Exercise objective:
Reproduce all of the items below, swapping "Per instance" for "Each instance" wherever it appears and keeping every other character the same.

Raw data:
◇ ◇ ◇ ◇
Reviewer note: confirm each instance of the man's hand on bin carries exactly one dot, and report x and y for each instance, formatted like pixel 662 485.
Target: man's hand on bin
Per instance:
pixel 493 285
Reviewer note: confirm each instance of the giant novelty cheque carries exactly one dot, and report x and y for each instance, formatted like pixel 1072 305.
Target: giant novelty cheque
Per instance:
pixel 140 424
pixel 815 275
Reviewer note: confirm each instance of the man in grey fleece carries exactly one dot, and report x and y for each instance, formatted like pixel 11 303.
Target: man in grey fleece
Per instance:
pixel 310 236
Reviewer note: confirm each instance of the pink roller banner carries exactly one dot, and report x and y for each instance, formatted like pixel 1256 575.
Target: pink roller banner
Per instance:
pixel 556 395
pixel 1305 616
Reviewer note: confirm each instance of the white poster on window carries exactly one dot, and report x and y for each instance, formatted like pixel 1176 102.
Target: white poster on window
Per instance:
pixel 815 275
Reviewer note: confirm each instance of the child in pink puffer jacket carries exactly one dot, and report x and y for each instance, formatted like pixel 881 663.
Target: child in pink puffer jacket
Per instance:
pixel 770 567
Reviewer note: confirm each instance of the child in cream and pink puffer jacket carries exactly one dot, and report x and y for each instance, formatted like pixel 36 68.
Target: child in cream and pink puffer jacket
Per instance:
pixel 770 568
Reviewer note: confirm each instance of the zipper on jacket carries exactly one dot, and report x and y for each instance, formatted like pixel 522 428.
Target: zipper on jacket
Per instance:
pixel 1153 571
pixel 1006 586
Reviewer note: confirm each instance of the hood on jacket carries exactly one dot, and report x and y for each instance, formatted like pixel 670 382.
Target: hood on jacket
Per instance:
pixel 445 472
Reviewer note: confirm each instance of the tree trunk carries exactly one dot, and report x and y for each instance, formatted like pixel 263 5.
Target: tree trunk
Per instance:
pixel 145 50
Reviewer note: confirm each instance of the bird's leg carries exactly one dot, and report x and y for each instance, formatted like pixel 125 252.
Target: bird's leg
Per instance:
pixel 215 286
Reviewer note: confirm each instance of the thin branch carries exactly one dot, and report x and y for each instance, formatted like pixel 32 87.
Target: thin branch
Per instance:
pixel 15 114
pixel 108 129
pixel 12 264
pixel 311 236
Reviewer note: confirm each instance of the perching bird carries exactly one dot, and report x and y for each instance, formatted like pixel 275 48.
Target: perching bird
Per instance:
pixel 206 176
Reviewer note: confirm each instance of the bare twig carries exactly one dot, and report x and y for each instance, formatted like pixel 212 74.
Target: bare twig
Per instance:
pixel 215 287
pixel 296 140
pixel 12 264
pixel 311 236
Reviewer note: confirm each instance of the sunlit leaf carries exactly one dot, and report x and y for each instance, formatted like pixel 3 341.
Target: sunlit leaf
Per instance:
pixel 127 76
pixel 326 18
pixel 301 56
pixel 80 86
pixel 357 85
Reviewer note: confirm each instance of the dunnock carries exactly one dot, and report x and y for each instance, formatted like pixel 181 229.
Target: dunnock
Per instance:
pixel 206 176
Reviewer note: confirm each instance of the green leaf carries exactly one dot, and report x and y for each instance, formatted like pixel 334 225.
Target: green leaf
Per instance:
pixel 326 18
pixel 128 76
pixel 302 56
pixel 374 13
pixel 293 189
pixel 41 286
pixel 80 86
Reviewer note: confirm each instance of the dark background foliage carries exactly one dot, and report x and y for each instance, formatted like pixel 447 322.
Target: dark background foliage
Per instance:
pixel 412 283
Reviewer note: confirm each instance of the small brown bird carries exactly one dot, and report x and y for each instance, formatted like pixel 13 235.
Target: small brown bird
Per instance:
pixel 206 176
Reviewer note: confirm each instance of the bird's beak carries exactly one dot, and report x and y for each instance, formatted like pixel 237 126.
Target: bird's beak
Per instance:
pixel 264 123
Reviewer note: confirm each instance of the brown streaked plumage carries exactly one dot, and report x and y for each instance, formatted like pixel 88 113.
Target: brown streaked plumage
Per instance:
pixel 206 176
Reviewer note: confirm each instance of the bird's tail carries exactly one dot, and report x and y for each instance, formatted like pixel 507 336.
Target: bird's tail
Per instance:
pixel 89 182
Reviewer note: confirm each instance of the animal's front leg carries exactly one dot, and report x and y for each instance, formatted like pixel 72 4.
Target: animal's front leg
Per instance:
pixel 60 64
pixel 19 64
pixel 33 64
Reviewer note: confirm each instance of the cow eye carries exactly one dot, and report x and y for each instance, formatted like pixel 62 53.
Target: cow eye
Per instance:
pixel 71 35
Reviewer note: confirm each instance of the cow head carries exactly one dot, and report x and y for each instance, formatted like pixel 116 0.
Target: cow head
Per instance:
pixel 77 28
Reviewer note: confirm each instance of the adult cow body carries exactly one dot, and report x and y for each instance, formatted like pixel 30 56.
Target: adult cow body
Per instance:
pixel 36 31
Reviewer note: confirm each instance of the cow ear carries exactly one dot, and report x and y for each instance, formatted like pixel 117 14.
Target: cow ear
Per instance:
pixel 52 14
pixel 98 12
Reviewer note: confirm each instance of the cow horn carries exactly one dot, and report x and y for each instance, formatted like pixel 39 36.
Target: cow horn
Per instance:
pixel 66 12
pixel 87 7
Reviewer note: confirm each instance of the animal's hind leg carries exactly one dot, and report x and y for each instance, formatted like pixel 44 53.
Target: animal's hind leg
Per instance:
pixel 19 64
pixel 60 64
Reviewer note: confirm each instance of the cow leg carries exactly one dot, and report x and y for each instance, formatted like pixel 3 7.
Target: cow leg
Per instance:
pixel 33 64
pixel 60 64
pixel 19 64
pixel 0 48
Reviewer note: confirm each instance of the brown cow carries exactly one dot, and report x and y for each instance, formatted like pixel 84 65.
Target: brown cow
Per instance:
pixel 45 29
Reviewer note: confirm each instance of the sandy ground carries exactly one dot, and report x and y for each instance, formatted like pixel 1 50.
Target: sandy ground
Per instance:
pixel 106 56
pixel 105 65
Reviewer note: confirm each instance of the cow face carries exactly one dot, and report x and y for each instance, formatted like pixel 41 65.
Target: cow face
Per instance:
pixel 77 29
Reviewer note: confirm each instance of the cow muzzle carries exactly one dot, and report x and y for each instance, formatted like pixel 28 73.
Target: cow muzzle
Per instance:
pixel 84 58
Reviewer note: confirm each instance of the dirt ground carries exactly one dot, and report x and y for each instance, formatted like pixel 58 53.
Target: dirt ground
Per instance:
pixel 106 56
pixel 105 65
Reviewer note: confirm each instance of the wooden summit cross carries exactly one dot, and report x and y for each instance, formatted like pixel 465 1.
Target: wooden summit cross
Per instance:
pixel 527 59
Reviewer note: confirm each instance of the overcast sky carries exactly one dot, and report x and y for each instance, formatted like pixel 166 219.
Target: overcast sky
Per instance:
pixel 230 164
◇ ◇ ◇ ◇
Result below:
Reviewer note: confirm each instance of the man's hand on bin carries exactly one dot, and report x and y for each instance, formatted like pixel 662 485.
Target: man's hand on bin
Each instance:
pixel 493 285
Reviewer note: confirm each instance of the giant novelty cheque carries exactly one dot, and report x and y for each instance, formatted like pixel 1072 305.
Target: giant novelty cheque
Each instance:
pixel 140 424
pixel 815 275
Reviewer note: confirm each instance of the man in grey fleece carries exactly one dot, and report x and y for each instance, formatted like pixel 11 303.
Target: man in grey fleece
Each instance:
pixel 310 236
Reviewer note: confirm each instance of the pink roller banner carries exactly one dot, and report x and y for each instance, formatted like pixel 1256 575.
Target: pink roller banner
Each instance:
pixel 556 395
pixel 1305 616
Reviewer note: confirm each instance of the white poster on window carries exactly one dot, and report x and y for each instance, formatted like pixel 1176 102.
Target: white poster on window
Each instance:
pixel 815 275
Reviewer note: confirm each instance of the child in pink puffer jacket carries exactly one dot, and report x and y for each instance, formatted like pixel 881 663.
Target: child in pink puffer jacket
Each instance:
pixel 770 567
Reviewer note: confirm each instance of the child in cream and pink puffer jacket carries exactly one dot, and report x and y for each instance, formatted like pixel 36 68.
Target: child in cream and pink puffer jacket
Each instance:
pixel 770 568
Reviewer note: confirm each instance of the zipper on jacket carries exactly one dot, and report x and y for each instance, formatted like pixel 522 428.
Target: zipper on jacket
Each instance:
pixel 1153 571
pixel 1006 586
Reviewer note: confirm each instance of the hood on jacket carries exactly one dot, and report x and y for each instance, formatted like pixel 670 382.
Target: hood on jacket
Each instance:
pixel 445 472
Reviewer note: confirm each instance of the tree trunk carries exactly one dot, and report x and y for each instance, formatted like pixel 263 5.
Target: tree trunk
Each instance:
pixel 145 50
Reviewer note: confirm each instance of the bird's leg carries exactly one dot, and report x and y for each instance, formatted like pixel 125 252.
Target: bird's leg
Each instance:
pixel 215 286
Reviewer note: confirm each instance of the thin branch carries exactly one dot, and report x and y for each instance, formatted like pixel 32 87.
Target: thin branch
Each instance:
pixel 15 114
pixel 108 129
pixel 12 264
pixel 311 236
Reviewer note: confirm each instance of the perching bird carries exactly one dot, and report x and y for each instance, formatted like pixel 275 48.
Target: perching bird
Each instance:
pixel 206 176
Reviewer note: confirm each instance of the bare twig carries exactly one dot, and report x and y for each instance, formatted like pixel 212 74.
Target: bare twig
Each instance:
pixel 215 287
pixel 296 140
pixel 12 264
pixel 311 236
Reviewer note: confirm each instance of the sunlit leaf carries exactly one dot, and report x and y for each instance, formatted like pixel 3 341.
Target: sunlit leaf
Each instance:
pixel 127 76
pixel 326 18
pixel 301 56
pixel 80 86
pixel 357 85
Reviewer note: confirm each instance of the dunnock carries exactly one dot, and report x and y for each instance, formatted like pixel 181 229.
Target: dunnock
Each instance:
pixel 206 176
Reviewer note: confirm each instance of the green leaf carries exactly one dot, and report x and y for each instance, formatted like pixel 334 225.
Target: green leaf
Each instance:
pixel 326 18
pixel 128 76
pixel 302 56
pixel 374 13
pixel 293 189
pixel 41 286
pixel 80 86
Reviewer note: confirm each instance of the dark background foliage carries exactly one dot, and report x and y for each instance, formatted like pixel 447 322.
Target: dark background foliage
Each instance:
pixel 412 283
Reviewer note: confirm each instance of the small brown bird carries exactly one dot, and report x and y for each instance, formatted like pixel 13 235.
Target: small brown bird
Each instance:
pixel 206 176
Reviewer note: confirm each instance of the bird's beak carries exactly one dot, and report x and y for each instance, formatted like pixel 237 126.
Target: bird's beak
Each instance:
pixel 264 123
Reviewer note: confirm each instance of the brown streaked plumage carries exactly one dot, and report x and y for each instance, formatted like pixel 88 113.
Target: brown streaked plumage
Each instance:
pixel 206 176
Reviewer note: confirm each instance of the bird's tail carries exactly one dot, and report x and y for each instance, formatted like pixel 507 336.
Target: bird's tail
Each instance:
pixel 89 182
Reviewer note: confirm each instance of the animal's front leg carries exactly one dot, and report x and y for each instance, formatted like pixel 72 4.
Target: animal's front leg
Each instance:
pixel 60 64
pixel 19 64
pixel 33 64
Reviewer note: confirm each instance of the cow eye carries exactly one dot, and report x and y for each instance, formatted like pixel 62 53.
Target: cow eye
Each instance:
pixel 71 35
Reviewer note: confirm each instance of the cow head carries exactly one dot, and report x and y for each instance, formatted like pixel 116 0.
Target: cow head
Each instance:
pixel 77 28
Reviewer note: confirm each instance of the adult cow body carries exactly one dot, and report x and y for each instance, formatted like pixel 30 56.
Target: adult cow body
Each instance:
pixel 36 31
Reviewer note: confirm each instance of the cow ear carries exactly one dot, and report x and y for each instance, formatted like pixel 117 14.
Target: cow ear
Each instance:
pixel 52 14
pixel 98 12
Reviewer note: confirm each instance of the cow horn carries exactly one dot, and report x and y for each instance, formatted like pixel 39 36.
Target: cow horn
Each instance:
pixel 66 12
pixel 87 7
Reviewer note: confirm each instance of the animal's hind leg carries exactly one dot, and report x and y for each instance, formatted like pixel 44 53.
Target: animal's hind leg
Each instance:
pixel 19 64
pixel 60 64
Reviewer note: confirm each instance of the cow leg carries exactly one dot, and report x and y for each instance, formatted like pixel 3 7.
Target: cow leg
Each instance:
pixel 33 64
pixel 60 64
pixel 19 64
pixel 0 48
Reviewer note: confirm each instance of the brown cow carries exactly one dot, and report x and y for each instance, formatted like pixel 84 65.
Target: brown cow
Each instance:
pixel 45 29
Reviewer note: confirm each instance of the sandy ground carries exactly one dot, and report x and y for each instance, formatted like pixel 1 50.
Target: sandy ground
Each instance:
pixel 106 56
pixel 105 65
Reviewer note: confirm each instance of the cow face carries exactly one dot, and report x and y for each instance, formatted like pixel 41 65.
Target: cow face
Each instance:
pixel 77 29
Reviewer note: confirm each instance of the cow muzzle carries exactly one dot, and report x and y for each instance, formatted like pixel 28 73.
Target: cow muzzle
Each instance:
pixel 84 58
Reviewer note: confirm each instance of the dirt ground carries exactly one dot, and report x and y for each instance, formatted like pixel 58 53.
Target: dirt ground
Each instance:
pixel 106 56
pixel 105 65
Reviewer note: confirm each instance of the wooden summit cross carries exactly one dot, and report x and y for each instance, formatted like pixel 465 1.
Target: wooden summit cross
Each instance:
pixel 527 59
Reviewer note: confirm each instance of the overcast sky carries exactly one dot, and report x and y for each instance, formatted like pixel 166 219.
Target: overcast sky
Each instance:
pixel 230 164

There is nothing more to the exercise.